====== EXTRAIT DU TEXTE ======

Savoir gérer son capital
Le portefeuille d'un trader est l'équivalent du bankroll d'un joueur de poker. Il s'agit d'un fond de roulement nécessaire à toute entreprise, qui sert à la faire vivre et à maintenir son cycle d'exploitation. Hors de question de puiser dans ce capital indispensable à votre entreprise, c'est la banqueroute assurée et vous n'êtes pas à la roue de la fortune ! En tant que joueur de poker, votre stratégie d'investissement, que l'on appelle bankroll management, a besoin de disciple, de règles et d'objectifs. La route est longue, semée d'embuches et il vous faut garder le cap. Sans règles et objectifs, votre bankroll serait un navire sans pilote, à la dérive.
En bourse on utilise un panel de stratégies d'investissement pour gérer son portefeuille. Il existe des stratégies conservatrices, pour limiter les risques et sécuriser son capital. Les plus audacieux font appel à des stratégies agressives et risquées, mais à fort rendement. Pour résumer il s'agit d'un ratio entre les bénéfices potentiels et le risque de perdre tout ou partie de son capital. Elles ont pour point commun la diversification pour limiter les risques. Si votre bankroll de départ est de 100€, il est risqué de tout jouer sur une table et plus raisonnable de jouer 20 parties à 5€.
Voici quelques indications de bankroll management au poker:
- En cash game, il vous faut entre 20 et 50 caves minimum pour jouer à une limite donnée. Par exemple si vous avez 500€ de bankroll, vous disposez de 20 caves en NL25 et il ne faut jamais jouer des parties plus chères.
- En sit'n go, il vous faut entre 25 et 100 buy-in minimum
- En tournoi, la variance est telle qu'il vous faut 100 buy-in minimum
Ces chiffres représentent une bonne base pour une gestion saine de votre bankroll. Comme le niveau de jeu augmente avec les limites et qu'il est plus difficile de gagner, il vous faudra plus de buy-in à mesure que vous monterez de limite. Cette gestion vous permettra de descendre de limite si nécessaire pour protéger votre capital, après plusieurs cessions perdantes. En ne jouant qu'un faible pourcentage de votre bankroll, vos décisions seront basés sur le jeu uniquement et ne seront pas affectées par l'aspect financier.

====== DONNÉES FOURNIES ======

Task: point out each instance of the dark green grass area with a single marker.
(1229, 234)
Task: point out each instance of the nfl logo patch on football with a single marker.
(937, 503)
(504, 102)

======

__ACTIONS DEMANDÉES__:
A. Réécrivez en tableau Markdown la partie des enregistrements qui commence à la ligne contenant « Task: point out each instance of the nfl » et se termine à la fin des enregistrements, avec les colonnes « N° » et « Ligne ». Les lignes vides sont à omettre.
B. Poursuivez le texte sur la gestion du capital au poker à partir de l'endroit où il s'arrête.

__LES RÉPONSES__:
A.
| N° | Ligne |
|---|---|
| 1 | Task: point out each instance of the nfl logo patch on football with a single marker. |
| 2 | (937, 503) |
| 3 | (504, 102) |

B.
En finance on détermine souvent un seuil de perte maximum au delà duquel on coupe sa position, appelé Stop Loss. On estime qu'au delà d'un certain niveau, l'erreur d'appréciation est telle qu'elle ne pourra être corrigée ultérieurement. Il faut savoir perdre en quelque sorte et je pense qu'il est bon de se fixer les même règles au poker, ne jamais chercher à "se refaire" immédiatement quand tout se passe de travers. En voici un exemple qui a fait un peu de bruit:
En 1995, Nick Leeson a 28 ans. Basé à Singapour, il est l'un des plus brillants traders de la Barings, la plus ancienne banque du Royaume-Uni. L'année précédente, lui et son équipe avaient réalisé le tiers des bénéfices de la Barings. Il décide de miser sur un rebond du Nikkei. Mal lui en a pris, l'indice phare au Japon repart a la baisse, suite, en particulier, au tremblement de terre de Kobé. Mais Nick Leeson continue de spéculer en prenant des risques inconsidérés. Lorsque les pertes deviennent insurmontables, Nick Leeson prend la fuite. Il sera arrêté en Allemagne puis condamné à Singapour. Du haut de ses 233 ans, la banque Barings fait faillite.
Optimiser ses profits
La recherche d'expected value (EV) ou espérance de gain est l'objectif de tout joueur gagnant. Il cherche à maximiser ses gains lors situations profitables (EV+) tout en minimisant ses pertes lors des situations qui lui sont défavorables (EV-). Il est intéressant de remarquer les similitudes entre les actions d'un joueur de poker et celles d'un trader:
TRADER |
achat |
renforcer |
alléger |
vendre |
couverture de position |
JOUEUR DE POKER |
miser |
relancer |
pot control |
passer |
mise de protection |
Il y a également la part d'imprévu, une inversion de tendance liée à l'actualité, cette part de hasard que l'on ne peut maitriser et qui dépasse les raisonnements les plus justes. Si vous jouez au poker depuis un moment, il vous est sûrement arrivé de vous faire craquer un carré par une quinte flush à la river, ce n'est vraiment pas de chance. Mais l'inverse existe aussi... nous sommes en avril 2011 et l'action Artprice cote 8.19€. Cette société de 35 salariés est leader mondial des banques de données sur la cotation des œuvres d'art. Suite à une directive européenne elle devient une maison de vente aux enchères en ligne, commissionnée à 4.5% sur un chiffre d'affaire de 1.8 milliards d'euros. Son cours gagne 580% en 3 mois suite à cette annonce... de quoi ce payer le Main Event à Vegas pour un investissement de départ de 1313€, une situation bien EV+ !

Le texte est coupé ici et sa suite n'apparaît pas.